*Directive:*
Repeat exactly the lines from the line containing "Guideline: mark the metal beam" through the last line of the records below, inclusive, and nothing else.

[Source records]
>>>

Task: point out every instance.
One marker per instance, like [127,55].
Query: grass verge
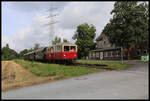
[61,71]
[113,65]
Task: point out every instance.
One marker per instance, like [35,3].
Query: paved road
[125,84]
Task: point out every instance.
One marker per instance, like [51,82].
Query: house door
[101,55]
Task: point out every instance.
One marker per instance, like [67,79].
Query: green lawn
[113,65]
[61,71]
[47,69]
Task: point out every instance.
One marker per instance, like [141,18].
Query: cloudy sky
[26,23]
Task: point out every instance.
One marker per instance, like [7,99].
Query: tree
[65,40]
[8,54]
[57,40]
[36,46]
[84,37]
[129,25]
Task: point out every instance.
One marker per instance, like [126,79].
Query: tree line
[128,27]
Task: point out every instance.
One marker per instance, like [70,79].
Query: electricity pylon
[52,21]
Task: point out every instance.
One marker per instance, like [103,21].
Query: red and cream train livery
[60,51]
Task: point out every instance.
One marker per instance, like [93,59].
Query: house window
[109,54]
[105,54]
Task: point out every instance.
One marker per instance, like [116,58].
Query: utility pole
[121,54]
[52,21]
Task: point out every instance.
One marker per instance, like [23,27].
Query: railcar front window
[66,48]
[73,48]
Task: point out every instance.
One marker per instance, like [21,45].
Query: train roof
[65,44]
[39,50]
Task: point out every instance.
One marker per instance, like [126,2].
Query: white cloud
[71,16]
[27,37]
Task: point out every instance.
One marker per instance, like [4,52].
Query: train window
[51,50]
[66,48]
[105,54]
[73,48]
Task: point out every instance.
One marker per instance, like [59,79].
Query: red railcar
[61,51]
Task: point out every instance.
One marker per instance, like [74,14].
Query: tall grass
[47,69]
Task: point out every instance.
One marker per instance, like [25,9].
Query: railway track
[73,63]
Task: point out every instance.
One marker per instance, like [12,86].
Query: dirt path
[14,76]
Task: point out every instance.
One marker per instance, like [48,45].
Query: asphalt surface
[131,83]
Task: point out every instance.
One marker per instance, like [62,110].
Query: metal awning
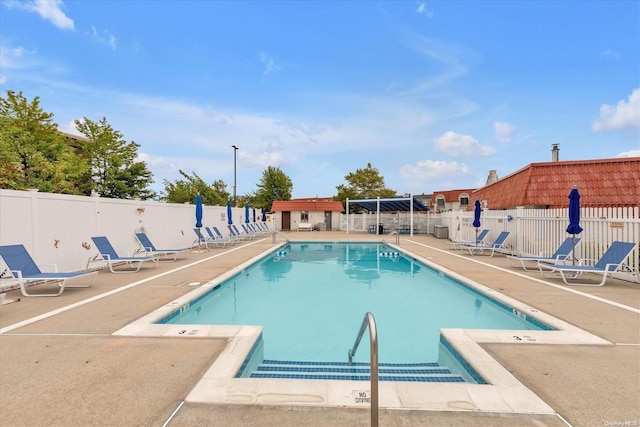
[396,204]
[391,205]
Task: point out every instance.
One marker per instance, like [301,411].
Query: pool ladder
[276,232]
[370,321]
[393,233]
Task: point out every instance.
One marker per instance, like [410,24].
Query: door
[286,220]
[327,220]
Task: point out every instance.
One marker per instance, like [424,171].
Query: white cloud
[610,54]
[422,10]
[104,37]
[631,153]
[426,170]
[458,145]
[269,63]
[50,10]
[503,131]
[622,116]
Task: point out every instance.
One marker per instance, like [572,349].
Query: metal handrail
[273,236]
[370,321]
[394,232]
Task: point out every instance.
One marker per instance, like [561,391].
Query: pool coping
[503,394]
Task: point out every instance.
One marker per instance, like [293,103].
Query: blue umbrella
[198,211]
[574,216]
[476,217]
[229,213]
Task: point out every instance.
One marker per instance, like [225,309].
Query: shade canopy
[390,205]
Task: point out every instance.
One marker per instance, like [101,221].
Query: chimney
[555,152]
[493,177]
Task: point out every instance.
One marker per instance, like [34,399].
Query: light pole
[235,198]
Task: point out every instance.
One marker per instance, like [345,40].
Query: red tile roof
[602,183]
[310,205]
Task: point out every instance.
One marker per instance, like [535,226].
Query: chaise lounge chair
[217,238]
[558,257]
[609,263]
[162,254]
[24,268]
[109,254]
[479,240]
[481,249]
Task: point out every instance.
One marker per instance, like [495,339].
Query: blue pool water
[311,299]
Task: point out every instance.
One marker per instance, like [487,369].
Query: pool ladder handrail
[273,236]
[394,232]
[370,321]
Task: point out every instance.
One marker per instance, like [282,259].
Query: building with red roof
[601,183]
[315,213]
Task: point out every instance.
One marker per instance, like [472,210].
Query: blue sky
[432,94]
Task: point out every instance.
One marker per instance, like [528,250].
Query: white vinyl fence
[532,231]
[57,228]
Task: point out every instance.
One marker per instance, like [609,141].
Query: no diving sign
[361,397]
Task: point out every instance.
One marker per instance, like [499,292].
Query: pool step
[413,372]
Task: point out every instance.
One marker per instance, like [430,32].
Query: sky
[433,95]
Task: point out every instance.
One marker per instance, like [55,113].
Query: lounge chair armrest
[53,267]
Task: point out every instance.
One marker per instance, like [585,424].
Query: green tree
[362,184]
[185,190]
[33,154]
[114,171]
[274,185]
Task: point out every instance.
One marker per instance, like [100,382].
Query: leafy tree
[185,190]
[114,172]
[274,185]
[33,154]
[362,184]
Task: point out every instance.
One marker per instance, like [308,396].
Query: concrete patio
[61,365]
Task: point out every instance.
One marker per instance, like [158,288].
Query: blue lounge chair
[109,254]
[457,244]
[201,239]
[162,254]
[558,257]
[235,233]
[610,262]
[481,249]
[24,268]
[217,238]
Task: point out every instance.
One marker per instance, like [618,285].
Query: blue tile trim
[452,379]
[247,359]
[467,367]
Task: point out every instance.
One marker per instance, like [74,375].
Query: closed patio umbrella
[476,217]
[199,216]
[574,217]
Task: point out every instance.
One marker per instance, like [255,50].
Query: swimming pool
[311,298]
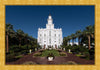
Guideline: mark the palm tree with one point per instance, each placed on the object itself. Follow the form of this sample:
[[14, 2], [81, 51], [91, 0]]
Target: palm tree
[[89, 32], [73, 37], [20, 35], [65, 40], [78, 34], [69, 38], [9, 31]]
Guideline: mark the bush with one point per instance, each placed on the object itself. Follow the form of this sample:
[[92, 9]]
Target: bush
[[62, 54], [37, 54], [29, 63], [10, 58], [20, 56]]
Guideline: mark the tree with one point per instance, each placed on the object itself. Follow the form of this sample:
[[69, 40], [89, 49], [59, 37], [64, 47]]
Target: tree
[[20, 35], [73, 37], [78, 35], [9, 31]]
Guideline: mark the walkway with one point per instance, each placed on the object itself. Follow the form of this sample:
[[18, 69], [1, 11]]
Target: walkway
[[57, 60]]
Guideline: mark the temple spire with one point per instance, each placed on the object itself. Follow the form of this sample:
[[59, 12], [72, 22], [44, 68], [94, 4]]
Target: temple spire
[[50, 20]]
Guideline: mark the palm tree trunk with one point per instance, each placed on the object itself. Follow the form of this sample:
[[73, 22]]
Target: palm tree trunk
[[72, 41], [69, 42], [19, 42], [89, 42], [78, 40], [7, 43]]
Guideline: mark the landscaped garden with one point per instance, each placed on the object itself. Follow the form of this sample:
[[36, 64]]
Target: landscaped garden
[[23, 49], [47, 52]]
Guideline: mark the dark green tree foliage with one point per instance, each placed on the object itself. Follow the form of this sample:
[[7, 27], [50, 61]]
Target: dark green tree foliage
[[18, 42]]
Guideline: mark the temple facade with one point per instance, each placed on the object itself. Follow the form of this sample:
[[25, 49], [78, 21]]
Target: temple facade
[[50, 36]]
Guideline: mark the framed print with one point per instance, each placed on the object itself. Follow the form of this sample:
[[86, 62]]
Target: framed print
[[55, 34]]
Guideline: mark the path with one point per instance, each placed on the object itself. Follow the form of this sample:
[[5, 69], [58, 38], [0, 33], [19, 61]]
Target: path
[[57, 60]]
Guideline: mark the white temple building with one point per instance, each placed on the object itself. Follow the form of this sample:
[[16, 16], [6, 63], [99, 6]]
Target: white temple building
[[50, 36]]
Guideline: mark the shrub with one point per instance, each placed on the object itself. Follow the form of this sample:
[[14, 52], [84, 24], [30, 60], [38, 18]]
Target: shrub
[[10, 57], [70, 63], [62, 54], [37, 54], [29, 63], [20, 56]]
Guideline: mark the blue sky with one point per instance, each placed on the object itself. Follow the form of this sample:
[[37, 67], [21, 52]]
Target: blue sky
[[69, 18]]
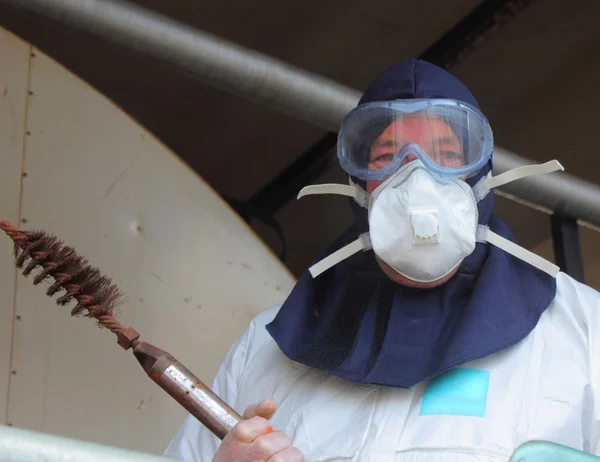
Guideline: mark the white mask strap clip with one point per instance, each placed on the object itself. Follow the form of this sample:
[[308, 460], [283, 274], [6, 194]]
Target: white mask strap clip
[[484, 234], [351, 190], [362, 243], [483, 187]]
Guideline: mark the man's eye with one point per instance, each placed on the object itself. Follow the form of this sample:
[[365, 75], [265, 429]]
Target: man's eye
[[453, 157], [384, 158]]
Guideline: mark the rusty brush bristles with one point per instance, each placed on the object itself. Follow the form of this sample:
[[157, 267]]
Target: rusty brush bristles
[[93, 291]]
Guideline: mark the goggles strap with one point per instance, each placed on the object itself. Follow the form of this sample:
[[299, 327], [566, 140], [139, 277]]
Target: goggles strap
[[362, 243], [484, 234], [351, 190], [483, 186]]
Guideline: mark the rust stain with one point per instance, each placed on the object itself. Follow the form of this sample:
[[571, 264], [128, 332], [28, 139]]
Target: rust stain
[[158, 277], [121, 175]]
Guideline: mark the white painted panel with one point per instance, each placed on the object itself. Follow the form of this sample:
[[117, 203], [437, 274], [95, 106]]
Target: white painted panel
[[14, 63], [194, 273]]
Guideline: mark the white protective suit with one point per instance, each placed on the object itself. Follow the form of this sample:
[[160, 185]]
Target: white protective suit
[[543, 388]]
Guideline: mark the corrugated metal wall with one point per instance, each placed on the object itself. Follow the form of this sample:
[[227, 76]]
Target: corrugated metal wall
[[193, 272]]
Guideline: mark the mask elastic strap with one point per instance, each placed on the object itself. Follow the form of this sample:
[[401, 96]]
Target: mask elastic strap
[[351, 190], [484, 234], [362, 243], [483, 187]]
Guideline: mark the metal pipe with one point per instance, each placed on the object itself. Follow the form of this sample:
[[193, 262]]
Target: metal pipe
[[262, 79]]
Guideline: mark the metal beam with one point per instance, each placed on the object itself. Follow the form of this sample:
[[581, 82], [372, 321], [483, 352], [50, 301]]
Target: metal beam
[[567, 248], [305, 96]]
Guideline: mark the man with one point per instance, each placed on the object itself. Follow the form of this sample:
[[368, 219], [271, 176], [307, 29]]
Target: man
[[425, 333]]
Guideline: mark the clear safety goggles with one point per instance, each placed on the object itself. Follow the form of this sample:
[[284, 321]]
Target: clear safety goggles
[[452, 139]]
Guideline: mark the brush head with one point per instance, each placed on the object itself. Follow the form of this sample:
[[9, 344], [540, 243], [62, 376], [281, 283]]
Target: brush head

<<<

*Full solution:*
Guideline: mark the metal beam with one point per instance, each placed on the object itself. Follow the form of this sample:
[[581, 82], [372, 321], [483, 352], [50, 301]]
Target: metal beam
[[567, 248], [305, 96]]
Guideline: mark the man with one point per instance, each placed on the object itself. Follow the form of this sample:
[[368, 219], [271, 176], [307, 29]]
Target: man
[[425, 333]]
Guideline: mark the clear safety goggles with one point per instance, each placed on the object itself. Follow the form of this sample:
[[284, 321]]
Target: clear safety goggles
[[452, 139]]
Guideline: mark the brush head with one point per instance, each placed on the object itself. Follow the form of this sample:
[[9, 344], [540, 243], [62, 376], [281, 283]]
Target: brush head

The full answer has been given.